> _Ketentuan Tugas_:
(A) Tulis ulang seluruh bagian teks tentang optimisme Indonesia mulai dari "Presiden mengemukakan sejumlah" sampai "menunjukkan pencapaian menggembirakan.", lalu ganti "pertumbuhan" dengan "peningkatan".
(B) Ringkaslah teks tentang optimisme Indonesia dalam dua kalimat.

::: Teks Pilihan

Optimisme Menatap Indonesia ke Depan
Pidato kenegaraan nota keuangan Presiden Joko Widodo pada Sidang Tahunan MPR Tahun 2019, 16 Agustus lalu, menyiratkan optimisme. Sejumlah parameter ekonomi dan sosial menunjukkan hasil positif di tengah kondisi ekonomi dunia yang bergejolak akibat perang dagang China-AS.
Presiden mengemukakan sejumlah variabel yang menyiratkan Indonesia berjalan cukup baik meski dihadapkan pada kondisi perekonomian global yang bergejolak. Beberapa data makro dari BPS dibacakan, di antaranya tren pertumbuhan ekonomi Indonesia yang rata-rata 5 persen per tahun.
Pada triwulan II-2019, pertumbuhan Indonesia berada pada besaran 5,07 persen. Angka ini masih jauh dari target tahun 2019 yang direncanakan naik sekitar 5,3 persen. Meski demikian, pencapaian itu tetap harus disyukuri karena sejumlah parameter lain menunjukkan pencapaian menggembirakan.
Angka pengangguran, kemiskinan, ketimpangan pendapatan, dan Indeks Pembangunan Manusia (IPM) menunjukkan perbaikan. Pada tahun 2015, angka pengangguran sebesar 5,81 persen, dan pada Februari 2019 susut menjadi 5,01 persen. Hal ini juga terjadi pada angka kemiskinan yang berkurang menjadi 9,41 persen pada Maret 2019. Padahal, pada Maret 2015, angka kemiskinan 11,22 persen.
Penduduk yang bekerja bertambah banyak sehingga memiliki pendapatan yang perlahan-lahan mengentaskan mereka dari kemiskinan. Indikasinya terlihat dari rasio gini yang mengecil, dari 0,408 pada tahun 2015 menjadi 0,382 pada Maret 2019.
Pendapatan yang semakin merata membantu penduduk untuk meningkatkan akses kesehatan, pendidikan, dan sebagainya. Parameter untuk melihat tingginya akses penduduk terhadap hasil pembangunan ini terlihat dari besaran IPM. Pada tahun 2015, IPM rata-rata berada pada angka 69,55, sementara pada 2018 naik menjadi 71,39. Hal ini menandakan kenaikan dalam standar kualitas pendidikan, akses kesehatan, serta kualitas hidup.

::::::
::: Catatan Tersimpan

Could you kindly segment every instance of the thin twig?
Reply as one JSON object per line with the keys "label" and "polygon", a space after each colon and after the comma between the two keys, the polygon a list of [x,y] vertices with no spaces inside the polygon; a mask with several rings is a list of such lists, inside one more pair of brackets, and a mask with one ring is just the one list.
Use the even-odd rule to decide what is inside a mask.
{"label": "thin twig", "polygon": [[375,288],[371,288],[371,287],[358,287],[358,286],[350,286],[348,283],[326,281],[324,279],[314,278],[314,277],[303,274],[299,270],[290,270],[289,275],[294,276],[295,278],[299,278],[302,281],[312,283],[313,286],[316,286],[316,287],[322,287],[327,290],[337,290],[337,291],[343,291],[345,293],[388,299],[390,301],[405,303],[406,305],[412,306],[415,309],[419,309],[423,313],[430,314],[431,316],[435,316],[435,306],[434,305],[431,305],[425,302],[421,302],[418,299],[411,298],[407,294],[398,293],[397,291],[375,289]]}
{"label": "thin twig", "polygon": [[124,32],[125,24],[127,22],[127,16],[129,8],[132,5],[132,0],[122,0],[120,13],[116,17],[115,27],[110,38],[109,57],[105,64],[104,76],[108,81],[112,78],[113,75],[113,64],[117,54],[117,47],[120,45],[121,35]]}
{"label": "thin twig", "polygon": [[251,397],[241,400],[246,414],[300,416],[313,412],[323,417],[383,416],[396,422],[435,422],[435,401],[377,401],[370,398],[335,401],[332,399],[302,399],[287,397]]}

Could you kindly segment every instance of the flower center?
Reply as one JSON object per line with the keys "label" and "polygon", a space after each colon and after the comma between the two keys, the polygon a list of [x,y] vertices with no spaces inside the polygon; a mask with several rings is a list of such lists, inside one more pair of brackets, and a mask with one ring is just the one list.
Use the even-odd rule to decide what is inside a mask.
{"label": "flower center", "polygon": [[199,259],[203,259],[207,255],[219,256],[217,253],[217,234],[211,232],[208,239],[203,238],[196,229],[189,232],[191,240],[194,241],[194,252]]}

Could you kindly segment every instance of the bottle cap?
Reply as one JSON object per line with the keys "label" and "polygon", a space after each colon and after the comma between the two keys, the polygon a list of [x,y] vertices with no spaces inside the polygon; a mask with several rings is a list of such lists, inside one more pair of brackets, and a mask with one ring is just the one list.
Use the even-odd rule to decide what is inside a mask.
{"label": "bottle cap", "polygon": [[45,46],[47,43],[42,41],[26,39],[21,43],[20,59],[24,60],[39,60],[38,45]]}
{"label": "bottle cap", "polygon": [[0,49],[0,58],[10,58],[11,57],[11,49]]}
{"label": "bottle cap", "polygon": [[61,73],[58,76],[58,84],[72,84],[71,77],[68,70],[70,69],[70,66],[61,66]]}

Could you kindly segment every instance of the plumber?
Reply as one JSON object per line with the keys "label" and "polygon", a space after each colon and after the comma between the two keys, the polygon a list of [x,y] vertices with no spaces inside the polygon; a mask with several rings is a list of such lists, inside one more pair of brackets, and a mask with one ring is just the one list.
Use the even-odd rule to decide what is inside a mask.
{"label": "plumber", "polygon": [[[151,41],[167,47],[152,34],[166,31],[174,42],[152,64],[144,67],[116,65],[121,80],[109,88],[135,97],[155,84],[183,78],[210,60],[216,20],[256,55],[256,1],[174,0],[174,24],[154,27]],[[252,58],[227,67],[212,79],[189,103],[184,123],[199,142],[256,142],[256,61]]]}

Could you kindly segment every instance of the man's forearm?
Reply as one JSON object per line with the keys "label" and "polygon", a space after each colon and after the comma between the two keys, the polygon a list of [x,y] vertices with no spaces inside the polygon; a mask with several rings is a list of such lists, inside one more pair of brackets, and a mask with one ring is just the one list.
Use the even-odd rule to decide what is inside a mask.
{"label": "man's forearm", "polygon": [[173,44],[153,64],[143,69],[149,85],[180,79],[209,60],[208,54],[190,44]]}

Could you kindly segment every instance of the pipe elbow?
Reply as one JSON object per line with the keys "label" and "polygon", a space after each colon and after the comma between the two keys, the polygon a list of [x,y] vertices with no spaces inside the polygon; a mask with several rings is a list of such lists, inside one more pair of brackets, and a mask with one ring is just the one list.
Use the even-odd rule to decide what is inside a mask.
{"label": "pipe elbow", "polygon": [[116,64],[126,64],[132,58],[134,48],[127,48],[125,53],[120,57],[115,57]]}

::::::

> _Daftar Jawaban_:
(A)
Presiden mengemukakan sejumlah variabel yang menyiratkan Indonesia berjalan cukup baik meski dihadapkan pada kondisi perekonomian global yang bergejolak. Beberapa data makro dari BPS dibacakan, di antaranya tren peningkatan ekonomi Indonesia yang rata-rata 5 persen per tahun.
Pada triwulan II-2019, peningkatan Indonesia berada pada besaran 5,07 persen. Angka ini masih jauh dari target tahun 2019 yang direncanakan naik sekitar 5,3 persen. Meski demikian, pencapaian itu tetap harus disyukuri karena sejumlah parameter lain menunjukkan pencapaian menggembirakan.

(B) Pidato kenegaraan Presiden Joko Widodo pada Sidang Tahunan MPR Tahun 2019 menyiratkan optimisme karena sejumlah parameter ekonomi dan sosial menunjukkan hasil positif di tengah gejolak ekonomi dunia akibat perang dagang China-AS. Meski pertumbuhan triwulan II-2019 sebesar 5,07 persen masih jauh dari target sekitar 5,3 persen, angka pengangguran, kemiskinan, ketimpangan pendapatan, dan IPM menunjukkan perbaikan dibandingkan tahun 2015.